WRITTEN EXERCISE. Give all of the lines again, with nothing added or dropped.

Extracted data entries
----
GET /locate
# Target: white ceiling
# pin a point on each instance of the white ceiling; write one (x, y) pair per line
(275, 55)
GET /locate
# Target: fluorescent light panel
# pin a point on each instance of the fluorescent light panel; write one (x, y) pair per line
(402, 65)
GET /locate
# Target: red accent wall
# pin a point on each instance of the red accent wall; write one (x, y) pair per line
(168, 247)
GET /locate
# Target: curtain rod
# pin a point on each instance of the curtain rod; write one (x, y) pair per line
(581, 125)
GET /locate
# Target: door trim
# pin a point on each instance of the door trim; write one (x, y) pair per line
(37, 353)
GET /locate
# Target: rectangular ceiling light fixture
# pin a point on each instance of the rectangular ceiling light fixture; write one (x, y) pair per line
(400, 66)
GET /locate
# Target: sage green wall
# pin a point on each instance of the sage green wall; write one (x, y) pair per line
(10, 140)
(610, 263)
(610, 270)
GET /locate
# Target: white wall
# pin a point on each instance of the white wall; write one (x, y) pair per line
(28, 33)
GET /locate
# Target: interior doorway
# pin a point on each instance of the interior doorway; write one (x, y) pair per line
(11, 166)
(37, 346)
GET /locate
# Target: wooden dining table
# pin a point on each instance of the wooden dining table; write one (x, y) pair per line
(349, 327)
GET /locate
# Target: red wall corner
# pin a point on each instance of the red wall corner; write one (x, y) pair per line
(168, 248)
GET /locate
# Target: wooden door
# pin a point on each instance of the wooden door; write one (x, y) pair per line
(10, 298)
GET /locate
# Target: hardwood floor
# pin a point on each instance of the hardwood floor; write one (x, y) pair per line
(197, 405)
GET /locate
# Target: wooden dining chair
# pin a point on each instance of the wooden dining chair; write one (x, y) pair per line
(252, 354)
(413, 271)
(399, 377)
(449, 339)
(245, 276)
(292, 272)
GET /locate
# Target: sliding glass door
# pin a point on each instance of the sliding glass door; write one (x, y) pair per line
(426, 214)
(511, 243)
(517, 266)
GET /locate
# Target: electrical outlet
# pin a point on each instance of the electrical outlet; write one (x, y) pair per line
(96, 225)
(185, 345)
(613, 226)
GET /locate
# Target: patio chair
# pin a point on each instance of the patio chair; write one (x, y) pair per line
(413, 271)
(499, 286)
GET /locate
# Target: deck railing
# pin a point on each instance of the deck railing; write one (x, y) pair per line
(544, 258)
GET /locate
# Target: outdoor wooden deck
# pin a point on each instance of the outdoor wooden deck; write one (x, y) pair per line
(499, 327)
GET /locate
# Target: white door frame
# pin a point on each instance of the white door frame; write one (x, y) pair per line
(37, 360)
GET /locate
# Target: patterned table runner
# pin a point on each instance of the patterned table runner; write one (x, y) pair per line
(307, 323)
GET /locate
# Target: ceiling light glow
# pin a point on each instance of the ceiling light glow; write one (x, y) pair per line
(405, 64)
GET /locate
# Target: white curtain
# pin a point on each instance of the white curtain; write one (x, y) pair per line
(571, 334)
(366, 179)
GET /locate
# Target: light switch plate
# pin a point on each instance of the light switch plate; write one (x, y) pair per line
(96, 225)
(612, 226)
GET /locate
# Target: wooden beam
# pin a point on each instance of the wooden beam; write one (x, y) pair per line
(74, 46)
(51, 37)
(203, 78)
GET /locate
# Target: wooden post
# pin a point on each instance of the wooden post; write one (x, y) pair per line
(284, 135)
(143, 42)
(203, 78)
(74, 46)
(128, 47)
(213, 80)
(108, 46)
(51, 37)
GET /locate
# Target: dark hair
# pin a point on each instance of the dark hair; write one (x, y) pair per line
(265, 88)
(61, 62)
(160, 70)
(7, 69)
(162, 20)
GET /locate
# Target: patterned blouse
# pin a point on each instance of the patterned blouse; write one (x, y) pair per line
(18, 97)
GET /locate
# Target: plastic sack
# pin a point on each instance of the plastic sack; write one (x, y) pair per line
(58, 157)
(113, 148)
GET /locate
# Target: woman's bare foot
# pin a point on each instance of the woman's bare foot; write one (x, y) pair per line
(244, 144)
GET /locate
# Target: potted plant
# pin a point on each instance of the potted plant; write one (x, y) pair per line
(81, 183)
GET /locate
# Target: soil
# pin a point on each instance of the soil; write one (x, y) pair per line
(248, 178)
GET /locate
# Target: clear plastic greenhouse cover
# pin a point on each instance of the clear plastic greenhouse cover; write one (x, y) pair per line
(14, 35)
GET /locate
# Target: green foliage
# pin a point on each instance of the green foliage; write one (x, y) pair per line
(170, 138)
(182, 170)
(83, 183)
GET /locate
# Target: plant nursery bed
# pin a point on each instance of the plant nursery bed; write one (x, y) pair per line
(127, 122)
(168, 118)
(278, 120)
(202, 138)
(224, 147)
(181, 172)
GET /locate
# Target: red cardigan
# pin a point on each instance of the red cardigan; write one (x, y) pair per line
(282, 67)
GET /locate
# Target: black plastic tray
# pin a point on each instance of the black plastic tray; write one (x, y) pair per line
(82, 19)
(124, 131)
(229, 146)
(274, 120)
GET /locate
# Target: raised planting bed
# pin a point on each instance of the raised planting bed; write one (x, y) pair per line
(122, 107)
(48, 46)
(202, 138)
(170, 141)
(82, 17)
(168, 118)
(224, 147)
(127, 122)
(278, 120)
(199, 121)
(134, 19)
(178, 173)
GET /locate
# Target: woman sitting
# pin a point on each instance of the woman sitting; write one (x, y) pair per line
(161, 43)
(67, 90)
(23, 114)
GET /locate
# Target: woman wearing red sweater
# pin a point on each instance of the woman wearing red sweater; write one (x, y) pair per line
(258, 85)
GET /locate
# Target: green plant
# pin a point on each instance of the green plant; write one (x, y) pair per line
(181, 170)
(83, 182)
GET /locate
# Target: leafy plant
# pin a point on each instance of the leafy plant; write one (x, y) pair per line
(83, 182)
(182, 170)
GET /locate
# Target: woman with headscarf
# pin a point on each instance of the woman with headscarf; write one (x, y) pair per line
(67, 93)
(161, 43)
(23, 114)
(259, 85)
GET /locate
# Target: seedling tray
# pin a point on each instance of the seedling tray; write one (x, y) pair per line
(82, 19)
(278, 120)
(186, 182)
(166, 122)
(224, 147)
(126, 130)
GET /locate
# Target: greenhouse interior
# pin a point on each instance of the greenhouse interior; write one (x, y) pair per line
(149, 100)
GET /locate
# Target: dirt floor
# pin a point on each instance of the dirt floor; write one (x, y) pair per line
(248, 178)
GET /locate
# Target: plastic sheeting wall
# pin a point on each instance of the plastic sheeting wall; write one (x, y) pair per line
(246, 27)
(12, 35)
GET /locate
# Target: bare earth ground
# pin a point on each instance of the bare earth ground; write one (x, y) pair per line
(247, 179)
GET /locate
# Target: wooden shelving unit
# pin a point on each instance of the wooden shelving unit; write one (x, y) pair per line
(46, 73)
----
RESULT OF THE TASK.
GET /locate
# Target: white ceiling
# pin a point on each instance of the white ceiling; write one (x, y) pair per line
(275, 55)
GET /locate
# Target: fluorescent light panel
# pin a point on each instance of the fluorescent light panel; write one (x, y) pair per line
(402, 65)
GET /locate
# Target: red accent wall
# pin a point on each instance of the red accent wall; write one (x, y) pair per line
(168, 247)
GET /locate
# Target: curtain rod
# pin a point on each instance of the curtain rod; write one (x, y) pair per line
(581, 125)
GET /locate
# Target: door trim
# pin a point on each instance of the door trim; write one (x, y) pair per line
(37, 353)
GET /locate
# Target: rectangular ceiling light fixture
# pin a point on each instance of the rectangular ceiling light fixture; write one (x, y) pair per line
(400, 66)
GET /locate
# Target: sage green wall
# pin a point on each instance of the sage green wall; write one (x, y) pair per line
(10, 140)
(610, 263)
(610, 270)
GET /locate
# Target: white wall
# pin a point on each instance of the white wall; write one (x, y) pair per line
(28, 33)
GET /locate
# Target: interior doorway
# pin a point on each instance of the interior doorway; write one (x, y) pair per line
(11, 166)
(37, 346)
GET /locate
# Target: wooden dining table
# pin a point on each instance of the wooden dining table; write one (x, y) pair per line
(349, 327)
GET /locate
# Target: red wall corner
# pin a point on each instance of the red wall corner; write one (x, y) pair per line
(168, 248)
GET /locate
# Target: wooden door
# pin a point on each instance of the wooden door; write one (x, y) pair per line
(10, 298)
GET /locate
# Target: hardwood floor
# pin a point on each instance of the hardwood floor; write one (x, y) pair per line
(197, 405)
GET /locate
# Target: wooden dining chair
# pin a point on each instance of the wooden dining chair; write one (x, y) pair per line
(252, 354)
(413, 271)
(399, 377)
(449, 339)
(245, 276)
(292, 272)
GET /locate
# Target: sliding glass door
# pin a point on each instance of the sliding glass door; write one (x, y) pair per line
(426, 214)
(511, 243)
(517, 266)
GET /locate
# Target: electrical outlet
# pin a point on each instance of the electrical outlet; write one (x, y) pair per line
(96, 225)
(185, 345)
(613, 226)
GET /locate
# Target: patio chair
# pin a point on each instance of the patio chair; write one (x, y) pair per line
(413, 271)
(499, 286)
GET /locate
# Target: deck railing
# pin a point on each instance of the deck railing; write one (x, y) pair per line
(544, 258)
GET /locate
# Target: outdoor wooden deck
# pin a point on each instance of the outdoor wooden deck; write one (x, y) pair per line
(499, 327)
GET /locate
# Target: white door frame
# pin a point on each instance of the white door frame; write one (x, y) pair per line
(37, 360)
GET /locate
# Target: patterned table runner
# pin a point on each instance of the patterned table runner; write one (x, y) pair per line
(307, 323)
GET /locate
# Target: ceiling light glow
# pin a point on each instance of the ceiling light glow; write one (x, y) pair per line
(405, 64)
GET /locate
# Target: white curtain
# pin a point on each instance of the white curtain; write one (x, y) pair per line
(571, 334)
(366, 179)
GET /locate
# Target: light switch plate
# pin a point on each instance of the light switch plate; write one (x, y) pair per line
(96, 225)
(612, 226)
GET /locate
# Target: wooden beam
# pin a point on each instance of the wooden beam; write one (x, y) pair per line
(74, 46)
(51, 37)
(203, 78)
GET /locate
# Target: wooden post
# pin a point on each instance of the wooden post; write one (x, y) pair per line
(284, 135)
(143, 42)
(203, 78)
(74, 46)
(128, 47)
(213, 80)
(108, 46)
(51, 37)
GET /locate
# Target: dark hair
# pin a point on each instance of the dark hair; write one (x, y) pair per line
(265, 88)
(61, 62)
(160, 70)
(7, 69)
(162, 20)
GET /locate
# Target: patterned blouse
# pin a point on each instance of the patterned blouse; write one (x, y) pair per line
(18, 97)
GET /locate
# Target: plastic sack
# pin a point on each instance of the plastic sack; write one (x, y) pair per line
(58, 157)
(113, 148)
GET /locate
# Target: woman's bare foot
# pin a point on each instance of the woman's bare foot; write one (x, y) pair per line
(244, 144)
GET /locate
# Target: potted plant
# pin a point on each instance of the potted plant; write one (x, y) pair per line
(81, 183)
GET /locate
# Target: soil
# pin a point on each instance of the soil; write one (x, y) pair per line
(248, 178)
GET /locate
# Target: clear plastic greenhouse cover
# pin a point on each instance of the clear plastic greenhouse cover; write one (x, y) pair per line
(14, 35)
GET /locate
# Target: green foliage
# pin a point on each instance of the green foliage; write one (x, y) pair per line
(170, 138)
(182, 170)
(83, 183)
GET /locate
# Target: plant nursery bed
# pin a point on each instance of the plant nursery bed; write one (x, y) pair per line
(127, 122)
(168, 118)
(278, 120)
(202, 138)
(224, 147)
(181, 172)
GET /locate
# Target: red cardigan
# pin a point on each instance of the red cardigan; write one (x, y) pair per line
(282, 67)
GET /locate
# Target: black plastic tray
# pin a point on each instance of the black plastic tray; write one (x, y) pair per line
(82, 19)
(124, 131)
(229, 146)
(274, 120)
GET /locate
# Target: raised planting bed
# pin a point on each instance of the raised planting bed; write one (x, y) pair per line
(122, 107)
(48, 46)
(202, 138)
(170, 141)
(82, 17)
(168, 118)
(224, 147)
(127, 122)
(278, 120)
(199, 121)
(134, 19)
(178, 173)
GET /locate
# Target: woman sitting
# pin a point on each instance of the woman sitting; write one (x, y) pair per line
(161, 43)
(67, 90)
(23, 114)
GET /locate
# Target: woman wearing red sweater
# pin a point on each instance of the woman wearing red sweater; write one (x, y) pair per line
(258, 85)
GET /locate
# Target: green plant
# pin a point on each instance of the green plant; write one (x, y) pair per line
(181, 170)
(83, 182)
GET /locate
# Target: leafy plant
# pin a point on each instance of the leafy plant; write one (x, y) pair per line
(83, 182)
(182, 170)
GET /locate
# Target: woman with headscarf
# pin a point on each instance of the woman with headscarf; write one (x, y) pair per line
(67, 93)
(161, 43)
(23, 114)
(259, 85)
GET /locate
# Target: seedling tray
# pin a point on each instance of the seedling tray; write one (x, y) pair per line
(82, 19)
(278, 120)
(186, 182)
(166, 122)
(224, 147)
(126, 130)
GET /locate
# Target: greenhouse interior
# pin a point on each instance of the greenhouse interior; write one (x, y) pair per line
(149, 100)
GET /locate
# Target: dirt floor
# pin a point on each instance of the dirt floor; write one (x, y) pair per line
(248, 178)
GET /locate
# Target: plastic sheeting wall
# pin a point on each instance of the plastic sheeting wall; write one (x, y) pair per line
(246, 27)
(12, 35)
GET /locate
# Target: bare earth ground
# pin a point on each instance of the bare earth ground; write one (x, y) pair per line
(247, 179)
GET /locate
# Target: wooden shelving unit
# pin a point on each instance of the wooden shelving unit; write one (x, y) pair per line
(46, 73)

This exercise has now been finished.